_TASK OBJECTIVE_
Rewrite the lines below as a numbered list, leaving out any blank lines.

— START EXCERPTED DATA —

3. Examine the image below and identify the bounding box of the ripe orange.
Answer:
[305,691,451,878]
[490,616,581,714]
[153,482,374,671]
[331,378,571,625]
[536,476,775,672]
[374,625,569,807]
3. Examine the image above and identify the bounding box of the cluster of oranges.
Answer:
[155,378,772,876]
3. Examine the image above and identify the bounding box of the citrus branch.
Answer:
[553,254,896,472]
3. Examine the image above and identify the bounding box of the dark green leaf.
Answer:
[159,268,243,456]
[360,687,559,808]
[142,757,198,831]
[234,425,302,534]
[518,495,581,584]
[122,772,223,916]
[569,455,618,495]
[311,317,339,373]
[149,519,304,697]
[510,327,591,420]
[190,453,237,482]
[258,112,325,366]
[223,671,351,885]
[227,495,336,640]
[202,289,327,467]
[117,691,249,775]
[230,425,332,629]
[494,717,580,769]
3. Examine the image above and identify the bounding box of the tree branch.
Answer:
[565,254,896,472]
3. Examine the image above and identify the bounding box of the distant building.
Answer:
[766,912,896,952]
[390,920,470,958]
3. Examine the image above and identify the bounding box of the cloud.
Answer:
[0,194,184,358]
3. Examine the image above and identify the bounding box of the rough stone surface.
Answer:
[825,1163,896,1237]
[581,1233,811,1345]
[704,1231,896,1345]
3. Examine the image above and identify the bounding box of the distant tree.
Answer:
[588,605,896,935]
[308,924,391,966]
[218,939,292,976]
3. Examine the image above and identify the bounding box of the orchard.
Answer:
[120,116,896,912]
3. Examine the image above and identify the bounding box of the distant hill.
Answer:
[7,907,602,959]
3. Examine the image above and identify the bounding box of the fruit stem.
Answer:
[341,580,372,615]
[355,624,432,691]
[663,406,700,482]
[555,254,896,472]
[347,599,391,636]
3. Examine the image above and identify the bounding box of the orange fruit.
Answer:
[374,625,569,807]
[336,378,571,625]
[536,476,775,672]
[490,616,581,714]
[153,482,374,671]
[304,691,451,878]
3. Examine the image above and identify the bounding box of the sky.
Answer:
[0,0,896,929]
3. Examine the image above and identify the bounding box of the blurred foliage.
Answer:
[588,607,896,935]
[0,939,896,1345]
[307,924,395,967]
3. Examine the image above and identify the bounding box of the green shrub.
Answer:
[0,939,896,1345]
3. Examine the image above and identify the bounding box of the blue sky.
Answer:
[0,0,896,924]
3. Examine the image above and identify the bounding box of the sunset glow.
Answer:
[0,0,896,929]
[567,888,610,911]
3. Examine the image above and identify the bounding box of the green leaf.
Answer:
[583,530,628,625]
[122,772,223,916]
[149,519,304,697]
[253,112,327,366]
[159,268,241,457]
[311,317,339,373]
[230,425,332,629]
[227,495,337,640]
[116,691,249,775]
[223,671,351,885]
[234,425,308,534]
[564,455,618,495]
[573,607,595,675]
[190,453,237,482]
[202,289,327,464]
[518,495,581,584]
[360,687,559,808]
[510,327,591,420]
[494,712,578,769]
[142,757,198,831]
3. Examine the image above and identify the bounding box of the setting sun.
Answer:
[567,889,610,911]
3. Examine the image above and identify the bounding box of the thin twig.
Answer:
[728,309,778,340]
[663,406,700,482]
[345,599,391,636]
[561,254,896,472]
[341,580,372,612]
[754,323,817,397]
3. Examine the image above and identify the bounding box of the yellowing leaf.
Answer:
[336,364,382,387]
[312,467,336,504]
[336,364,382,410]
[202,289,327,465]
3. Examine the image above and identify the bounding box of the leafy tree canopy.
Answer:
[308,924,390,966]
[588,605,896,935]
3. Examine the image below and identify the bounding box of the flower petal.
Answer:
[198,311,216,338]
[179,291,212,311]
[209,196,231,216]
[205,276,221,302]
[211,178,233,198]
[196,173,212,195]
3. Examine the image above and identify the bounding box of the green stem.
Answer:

— END EXCERPTED DATA —

_EXERCISE RESPONSE_
1. 3. Examine the image below and identify the bounding box of the ripe orange.
2. Answer:
3. [305,691,451,878]
4. [490,616,581,714]
5. [153,482,374,671]
6. [331,378,571,625]
7. [536,476,775,672]
8. [374,625,569,807]
9. 3. Examine the image above and identify the bounding box of the cluster of oranges.
10. Answer:
11. [155,378,772,876]
12. 3. Examine the image above and identify the bounding box of the citrus branch.
13. Answer:
14. [553,254,896,472]
15. 3. Examine the image above and identify the bounding box of the dark green leaf.
16. Answer:
17. [159,268,243,456]
18. [360,687,559,808]
19. [142,757,198,831]
20. [234,425,302,534]
21. [518,495,581,584]
22. [122,772,223,916]
23. [569,455,618,495]
24. [311,317,339,373]
25. [149,519,304,697]
26. [510,327,591,420]
27. [190,453,237,482]
28. [258,112,325,366]
29. [223,671,351,885]
30. [227,495,336,640]
31. [202,289,327,467]
32. [117,691,249,775]
33. [230,425,332,629]
34. [494,717,580,769]
35. 3. Examine the image above and identify the bounding box of the tree branch.
36. Answer:
37. [565,254,896,472]
38. 3. Examine the image above and identify the bounding box of the distant building.
39. Answer:
40. [766,912,896,952]
41. [390,920,470,958]
42. 3. Examine the image above and identify the bounding box of the cloud.
43. Answer:
44. [0,194,184,358]
45. 3. Examine the image above and identify the bounding box of the rough stone surface.
46. Answer:
47. [825,1163,896,1237]
48. [581,1233,811,1345]
49. [704,1231,896,1345]
50. 3. Examine the image above and identify the bounding box of the distant tree.
51. Answer:
52. [588,605,896,935]
53. [308,924,391,966]
54. [218,939,292,976]
55. 3. Examine the image above and identify the bounding box of the orchard.
56. Answer:
57. [120,116,896,912]
58. 3. Examine the image above and identify the bounding box of the distant hill.
59. Answer:
60. [7,907,602,959]
61. 3. Examine the image above and identify the bounding box of the fruit stem.
62. Answer:
63. [341,580,372,615]
64. [355,624,432,691]
65. [663,406,700,482]
66. [555,254,896,472]
67. [347,599,391,636]
68. 3. Examine the image above and identify the bounding box of the orange fruit.
69. Answer:
70. [374,625,569,807]
71. [336,378,571,625]
72. [536,476,775,672]
73. [490,616,581,714]
74. [153,482,374,671]
75. [304,691,451,878]
76. 3. Examine the image above and identify the bounding box of the sky.
77. Answer:
78. [0,0,896,929]
79. 3. Examine the image above and identify the bounding box of the blurred foliage.
80. Answer:
81. [588,607,896,935]
82. [0,939,896,1345]
83. [307,924,395,967]
84. 3. Examine the image above and identify the bounding box of the green shrub.
85. Answer:
86. [0,939,896,1345]
87. 3. Examine the image above and identify the bounding box of the blue sky.
88. Answer:
89. [0,0,896,924]
90. 3. Examine the image above and identify the bounding box of the sunset glow.
91. Answer:
92. [0,0,896,929]
93. [567,888,610,911]
94. 3. Examine the image above and identify the bounding box of the green leaf.
95. Answer:
96. [583,530,628,625]
97. [122,772,223,916]
98. [149,519,304,697]
99. [253,112,327,366]
100. [159,268,241,457]
101. [311,317,339,373]
102. [230,425,332,629]
103. [227,495,337,640]
104. [116,691,249,775]
105. [223,671,351,885]
106. [234,425,308,534]
107. [564,455,618,495]
108. [573,607,595,675]
109. [190,453,237,482]
110. [202,289,327,464]
111. [518,495,581,584]
112. [360,687,559,808]
113. [510,327,591,420]
114. [494,712,578,769]
115. [142,757,198,831]
116. 3. Examine the image above and identify the bounding box of the setting sun.
117. Answer:
118. [567,889,610,911]
119. 3. Examine the image above and identify the bounding box of the thin twig.
120. Answer:
121. [728,309,778,340]
122. [663,406,700,482]
123. [345,599,391,636]
124. [561,254,896,472]
125. [341,580,372,612]
126. [754,323,817,397]
127. 3. Examine the image above and identify the bounding box of the yellowing leaf.
128. Answer:
129. [336,364,382,387]
130. [312,467,336,504]
131. [336,364,382,410]
132. [202,289,327,465]
133. 3. Examine the image above and identify the bounding box of the leafy tree canopy.
134. Answer:
135. [308,924,390,966]
136. [588,605,896,935]
137. 3. Examine the image below and identify the bounding box of the flower petal.
138. Answer:
139. [198,311,216,338]
140. [179,291,212,311]
141. [209,196,231,216]
142. [205,276,221,302]
143. [211,178,233,198]
144. [196,173,212,195]
145. 3. Examine the image above and identify the bounding box of the green stem.
146. Answer:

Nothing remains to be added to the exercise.